Art ancien

Bruxelles

L’impressionnisme version belge

Par Maureen Marozeau · Le Journal des Arts

Le 17 septembre 2014 - 675 mots

GIVERNY

Le Musée des impressionnismes Giverny s’associe avec le Musée d’Ixelles pour une plongée au cœur de l’art bruxellois de la dernière partie du XIXe siècle.

GIVERNY - « Il n’est guère aisé de définir l’impressionnisme, d’en tracer les limites et d’en particulariser les expressions », écrivait Octave Maus en… 1904. L’avocat bruxellois, critique d’art et fondateur de la revue L’Art moderne, organisait alors une vaste rétrospective consacrée à l’impressionnisme. L’événement sonnait comme le bilan d’une vingtaine d’années de promotion de ses peintres lors des salons « des XX » puis « de la Libre Esthétique » pour lesquels son rôle fut essentiel.

Face à ce gros nuage de barbe à papa que demeure à ce jour l’impressionnisme dans l’esprit du grand public, l’analyse de Maus n’a jamais été aussi pertinente. Elle pourrait même servir de profession de foi au Musée des impressionnismes de Giverny (Eure), qui braque les projecteurs sur les différents avatars nationaux et internationaux de la mouvance impressionniste, cette « fantaisie d’un chroniqueur » qui n’est pas un mouvement, encore moins une école. Depuis le début de l’été, le musée normand s’aventure dans le plat pays avec pour guide le Musée d’Ixelles à Bruxelles (1), principal prêteur de l’exposition « Bruxelles, une capitale impressionniste » et s’interroge : existe-t-il un impressionnisme belge ?

Bruxelles fut, dès 1886, une terre d’accueil pour les artistes français déjà reconnus tels Monet, Renoir ou Sisley, qui sont invités par Octave Maus à participer aux éditions succesives du salon des XX. Mais, les commissaires le précisent, la graine impressionniste plantée dans le terreau belge n’est qu’un élément parmi d’autres dans la libération de la jeune peinture bruxelloise en proie à l’académisme. Les paysages bruts et généreux des années 1870 qui inaugurent le parcours, parmi lesquels un étonnant Dunes à Ostende (1877) de James Ensor, regardent directement vers Courbet. Le réalisme du Franc-Comtois avait réveillé les consciences – la représentation de la vie quotidienne coule dans les veines des écoles nord-européennes depuis plusieurs siècles. En Belgique, la rupture avec la tradition n’est donc pas aussi nette qu’ailleurs et elle se singularise par son hétérogénéité – cohérence dans la démarche et multiplicité des voies, soulignent les commissaires.

| DONNÉES AFFICHÉES |
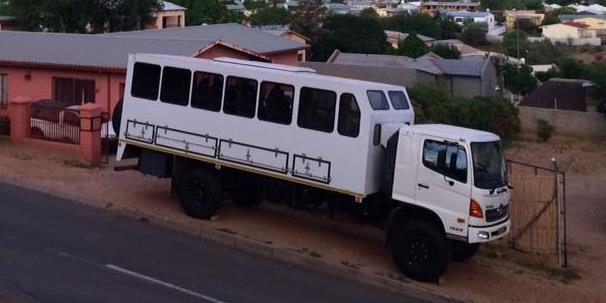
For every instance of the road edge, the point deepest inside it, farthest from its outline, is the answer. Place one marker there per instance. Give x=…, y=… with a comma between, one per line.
x=396, y=283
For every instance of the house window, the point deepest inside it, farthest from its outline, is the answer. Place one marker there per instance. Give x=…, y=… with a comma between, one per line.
x=146, y=81
x=349, y=116
x=3, y=90
x=445, y=158
x=317, y=109
x=377, y=99
x=207, y=91
x=73, y=91
x=176, y=83
x=275, y=102
x=240, y=97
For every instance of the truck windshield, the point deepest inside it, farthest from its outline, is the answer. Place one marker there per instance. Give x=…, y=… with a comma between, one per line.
x=489, y=169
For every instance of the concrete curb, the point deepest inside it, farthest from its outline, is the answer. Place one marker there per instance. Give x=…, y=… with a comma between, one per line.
x=394, y=283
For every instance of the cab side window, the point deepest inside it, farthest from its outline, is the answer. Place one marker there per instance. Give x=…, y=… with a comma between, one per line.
x=146, y=81
x=275, y=102
x=207, y=91
x=240, y=97
x=317, y=109
x=446, y=158
x=349, y=116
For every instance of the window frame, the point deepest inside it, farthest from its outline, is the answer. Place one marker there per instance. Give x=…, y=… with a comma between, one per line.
x=133, y=77
x=76, y=85
x=223, y=88
x=260, y=101
x=3, y=90
x=256, y=99
x=447, y=172
x=406, y=100
x=334, y=110
x=387, y=107
x=357, y=132
x=162, y=79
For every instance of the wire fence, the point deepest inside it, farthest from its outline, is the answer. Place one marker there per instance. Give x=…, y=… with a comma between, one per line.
x=538, y=210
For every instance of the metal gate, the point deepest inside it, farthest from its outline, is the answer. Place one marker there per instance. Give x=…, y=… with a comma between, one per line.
x=54, y=121
x=538, y=209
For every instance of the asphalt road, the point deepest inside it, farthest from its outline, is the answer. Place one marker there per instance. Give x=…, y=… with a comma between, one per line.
x=54, y=250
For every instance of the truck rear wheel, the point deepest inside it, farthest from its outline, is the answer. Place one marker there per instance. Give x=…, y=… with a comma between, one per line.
x=462, y=251
x=199, y=193
x=420, y=250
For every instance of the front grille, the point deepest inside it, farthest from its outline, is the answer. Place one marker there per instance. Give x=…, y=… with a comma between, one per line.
x=496, y=214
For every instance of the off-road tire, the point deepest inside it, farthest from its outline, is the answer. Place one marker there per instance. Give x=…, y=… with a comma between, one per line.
x=199, y=193
x=420, y=250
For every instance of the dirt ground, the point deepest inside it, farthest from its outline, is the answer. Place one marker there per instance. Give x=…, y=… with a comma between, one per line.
x=497, y=274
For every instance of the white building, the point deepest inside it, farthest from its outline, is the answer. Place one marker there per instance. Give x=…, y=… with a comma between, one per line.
x=460, y=17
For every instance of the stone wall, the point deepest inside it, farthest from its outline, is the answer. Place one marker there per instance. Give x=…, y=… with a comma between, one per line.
x=589, y=125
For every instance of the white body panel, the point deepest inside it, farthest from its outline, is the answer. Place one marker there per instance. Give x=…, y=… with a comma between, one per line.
x=351, y=165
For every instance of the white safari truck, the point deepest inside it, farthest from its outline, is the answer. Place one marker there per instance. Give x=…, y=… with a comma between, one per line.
x=247, y=131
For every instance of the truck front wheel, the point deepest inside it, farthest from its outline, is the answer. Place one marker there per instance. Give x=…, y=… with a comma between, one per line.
x=199, y=193
x=420, y=250
x=462, y=251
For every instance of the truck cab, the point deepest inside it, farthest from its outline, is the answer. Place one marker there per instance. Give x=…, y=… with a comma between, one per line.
x=457, y=177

| TÂCHES À RÉALISER |
[1] Recopiez à l'identique, dans l'article sur l'impressionnisme belge, tout le passage allant de « Le 17 septembre » jusqu'à « du XIXe siècle. ».
[2] Selon l'article sur l'impressionnisme belge, pourquoi la rupture avec la tradition est-elle moins nette en Belgique qu'ailleurs ? Répondez en une à trois phrases.
[3] Répondez aux questions suivantes à partir de l'article sur l'impressionnisme belge.
(a) En quelle année Octave Maus a-t-il écrit la phrase citée sur la difficulté de définir l'impressionnisme ?
(b) À partir de quelle année Bruxelles a-t-elle accueilli des artistes français tels que Monet, Renoir ou Sisley ?
(c) Quel musée est le principal prêteur de l'exposition « Bruxelles, une capitale impressionniste » ?

| RÉPONSES PAR ITEM |
[1]
Le 17 septembre 2014 - 675 mots

GIVERNY

Le Musée des impressionnismes Giverny s’associe avec le Musée d’Ixelles pour une plongée au cœur de l’art bruxellois de la dernière partie du XIXe siècle.

[2] La représentation de la vie quotidienne est présente dans les écoles nord-européennes depuis plusieurs siècles. Le réalisme de Courbet s'inscrivait donc dans une tradition déjà établie, ce qui rend la rupture moins nette en Belgique.

[3]
(a) En 1904.
(b) Dès 1886.
(c) Le Musée d'Ixelles, à Bruxelles.